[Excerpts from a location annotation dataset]

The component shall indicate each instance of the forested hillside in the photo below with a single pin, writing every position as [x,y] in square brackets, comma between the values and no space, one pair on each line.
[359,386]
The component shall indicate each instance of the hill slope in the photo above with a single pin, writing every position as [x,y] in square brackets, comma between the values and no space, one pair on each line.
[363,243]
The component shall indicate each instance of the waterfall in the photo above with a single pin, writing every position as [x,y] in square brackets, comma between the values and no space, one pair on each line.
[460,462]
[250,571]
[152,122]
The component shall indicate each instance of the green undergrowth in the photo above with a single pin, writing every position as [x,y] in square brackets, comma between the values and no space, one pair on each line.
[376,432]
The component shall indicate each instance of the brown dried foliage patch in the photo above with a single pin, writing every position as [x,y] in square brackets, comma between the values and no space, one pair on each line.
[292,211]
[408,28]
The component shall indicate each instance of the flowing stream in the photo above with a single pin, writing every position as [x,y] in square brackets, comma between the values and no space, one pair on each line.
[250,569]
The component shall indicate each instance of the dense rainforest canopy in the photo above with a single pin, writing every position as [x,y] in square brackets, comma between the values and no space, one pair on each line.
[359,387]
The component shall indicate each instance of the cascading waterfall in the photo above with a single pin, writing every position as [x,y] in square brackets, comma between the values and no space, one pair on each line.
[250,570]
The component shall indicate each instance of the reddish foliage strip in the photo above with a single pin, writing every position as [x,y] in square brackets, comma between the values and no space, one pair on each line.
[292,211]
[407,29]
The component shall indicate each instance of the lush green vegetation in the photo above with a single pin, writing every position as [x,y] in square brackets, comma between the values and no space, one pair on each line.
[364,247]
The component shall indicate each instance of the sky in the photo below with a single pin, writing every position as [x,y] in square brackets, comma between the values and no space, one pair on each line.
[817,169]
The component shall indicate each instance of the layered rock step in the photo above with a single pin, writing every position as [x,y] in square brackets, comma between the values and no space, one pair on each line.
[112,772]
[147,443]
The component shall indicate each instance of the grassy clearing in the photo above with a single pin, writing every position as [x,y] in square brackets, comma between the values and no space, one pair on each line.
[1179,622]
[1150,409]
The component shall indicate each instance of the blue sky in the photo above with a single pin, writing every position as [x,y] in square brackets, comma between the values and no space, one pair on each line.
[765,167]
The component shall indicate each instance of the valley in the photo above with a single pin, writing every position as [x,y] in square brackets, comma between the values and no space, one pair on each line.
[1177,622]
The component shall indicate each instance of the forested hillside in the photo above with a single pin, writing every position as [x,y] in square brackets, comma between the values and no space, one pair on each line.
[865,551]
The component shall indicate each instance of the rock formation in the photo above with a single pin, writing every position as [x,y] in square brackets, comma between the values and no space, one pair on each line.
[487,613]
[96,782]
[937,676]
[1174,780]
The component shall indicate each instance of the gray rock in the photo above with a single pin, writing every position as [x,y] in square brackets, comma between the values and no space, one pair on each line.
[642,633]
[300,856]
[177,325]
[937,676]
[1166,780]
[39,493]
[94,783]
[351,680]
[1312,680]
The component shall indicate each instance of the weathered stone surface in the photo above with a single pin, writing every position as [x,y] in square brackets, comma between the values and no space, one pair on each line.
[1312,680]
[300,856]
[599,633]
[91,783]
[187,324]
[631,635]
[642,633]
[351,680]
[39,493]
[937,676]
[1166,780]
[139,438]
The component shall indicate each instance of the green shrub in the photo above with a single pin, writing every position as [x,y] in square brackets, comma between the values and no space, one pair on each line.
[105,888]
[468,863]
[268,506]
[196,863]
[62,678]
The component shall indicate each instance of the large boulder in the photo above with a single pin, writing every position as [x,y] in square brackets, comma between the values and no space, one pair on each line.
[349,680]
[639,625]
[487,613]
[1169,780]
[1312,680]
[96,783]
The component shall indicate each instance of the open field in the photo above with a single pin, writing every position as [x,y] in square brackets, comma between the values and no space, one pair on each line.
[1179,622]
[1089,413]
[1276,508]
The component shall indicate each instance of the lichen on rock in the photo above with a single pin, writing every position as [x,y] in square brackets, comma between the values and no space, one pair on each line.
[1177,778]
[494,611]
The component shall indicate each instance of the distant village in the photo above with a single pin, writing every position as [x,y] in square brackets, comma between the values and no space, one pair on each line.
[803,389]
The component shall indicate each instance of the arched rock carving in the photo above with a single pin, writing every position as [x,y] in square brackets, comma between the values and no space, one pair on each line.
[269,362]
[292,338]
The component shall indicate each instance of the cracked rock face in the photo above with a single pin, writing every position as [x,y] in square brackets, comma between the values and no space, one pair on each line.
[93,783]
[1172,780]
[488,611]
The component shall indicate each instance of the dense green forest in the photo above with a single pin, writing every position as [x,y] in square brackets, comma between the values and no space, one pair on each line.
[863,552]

◆ Given request ◆
Copy out all of the lines above without changing a word or a mark.

◆ Response ◆
The component shall indicate each instance of the forested hillside in the photo below with a single pin, writing every position as [x,y] in square brackets, comma between the values and no space, one pair on each line.
[359,386]
The component shall indicate each instance of the hill slope in the photo above with a single pin, writing every position as [x,y] in square brackets, comma between the values and no space, one pair on each line.
[363,243]
The component shall indicate each instance of the waterfall in the photo above with a single pin, writing every position as [x,y] in square brackets, comma between the values and no space, one pair on each line.
[460,462]
[250,571]
[152,122]
The component shall indicate each instance of the green undergrowth in the photo above with a single pin, writing every position as [x,y] in square brackets, comma between the values and no space, one pair on each line.
[376,432]
The component shall indicate each instance of the brown dried foliage patch in the photo above with a single pin, writing every position as [x,y] in square brackets, comma between the values and no space, one pair on each line.
[292,211]
[408,28]
The component shall indicate each instance of the flowing stream in the photo above with a single pin, writing every position as [x,y] in square brackets, comma between the values and no space, one pair on each line.
[250,569]
The component shall indicate each instance of the dense rainforest canopy in the photo above with a single pin, writing every position as [x,y] in square brackets, comma between the values and no space, one pair on each line.
[359,387]
The component shall indicate each instance of the cascading waterfall in the photo above with a single pin, writing every position as [x,y] in square brackets, comma between the values and no space, one pair on each line.
[250,570]
The component shall indicate each instance of the reddish foliage strip in the photo above with a single pin, writing every position as [x,y] in square brackets, comma between the values and no space, one pair on each line.
[292,211]
[407,29]
The component shall indicate each instance of the lush green vegetation in the photo above with a single pin, writing every position as [x,y] in square brackets, comma between the values and no space, one pair on each line.
[364,247]
The component shall indicate each instance of the sky in the photo below with a single pin, writing every position as [x,y] in square brackets, comma between the values and no space, one pair on each line.
[817,169]
The component shall indicate each instance of the layered rock step in the photo above with a single pin, writing every position as [x,y] in square brackets, comma between the values and no space, one pair on each line.
[112,772]
[147,443]
The component shall indicate each instance of the grassy clearing in the photo above with a single pin, writing every position as [x,y] in square brackets, comma between the values and no space, one pair on each line.
[1179,622]
[1150,409]
The component shall indicate each instance of the blue sky in the photo above with a single pin, writing every position as [x,y] in square brackets, comma between the values and no space, one pair on each line.
[765,167]
The component shall indicate each instance of the valley in the photo above with a single pin, writing every position as [x,y] in square brackets, comma between the values and no space, one pair on each line.
[1177,622]
The component shall indicate each instance of the forested hillside in the photo above with a single pin, writing every position as [x,y] in square brackets, comma between the values and no space, one pair on each line.
[865,551]
The component shall indicate each instance of the rock formation in the photo above with a single pin, writing every position as [x,y] in square brackets, comma between the values and no space, one pair on each line.
[487,613]
[96,782]
[937,676]
[1174,780]
The component shall indicate each instance of the gray rock in the photo above with a single pin, writing every position as [x,y] in square brackets, comma between the values and no space, one pair on each line.
[642,633]
[300,856]
[177,325]
[937,676]
[1166,780]
[39,493]
[94,783]
[351,680]
[1312,680]
The component shall indicate each instance of the weathered stone surface in the photo above with a single pin, writing every position as [x,y] in square brackets, comma between the values and no space, one pair on each line.
[1312,680]
[300,856]
[599,633]
[91,783]
[187,324]
[631,635]
[642,633]
[351,680]
[39,493]
[937,676]
[1166,780]
[139,438]
The component shall indicate each instance of the green shrub in the photo above with a single pin, writing every position as [x,y] in square brackets, comma between the values and no space, one pair on each line.
[105,888]
[468,863]
[268,506]
[196,863]
[62,678]
The component shall indicate each instance of the large boulder in the photo above with a single pin, writing every position as [x,y] in square brackets, comma between the values and no space, one pair on each line.
[349,680]
[639,625]
[487,613]
[1169,780]
[1312,680]
[96,783]
The component shall indicate each instance of the open field in the photo above with a single pin, writing every position as [x,y] in square brackets, comma between the values and no space, one pair on each line.
[1179,622]
[1089,413]
[1276,508]
The component shall indicate each instance of the lichen on rock in the photo above with a single pin, writing every position as [x,y] in square brackets, comma between the values and no space, one pair on each line.
[1177,778]
[494,611]
The component shall indicate each instance of the distant village in the photo above with a single pin, writing every position as [x,y] in square brackets, comma between the values and no space, one pair on each line.
[803,389]
The component shall indicate each instance of the arched rock carving in the photo above with a single pin, writing every position as [x,y] in square brackets, comma between the values and no space, one pair on each line.
[269,362]
[292,338]
The component shall indicate each instance of the cracked rock face in the photo above with a single pin, writing every position as [x,y] in square brackets, comma between the values and no space, one pair on each line.
[93,783]
[1172,780]
[488,611]
The component shall indicate each instance of the dense green forest in the photo above with a single pin, writing every position as [x,y] in square brackets, comma between the values and no space, one pair on each line.
[863,552]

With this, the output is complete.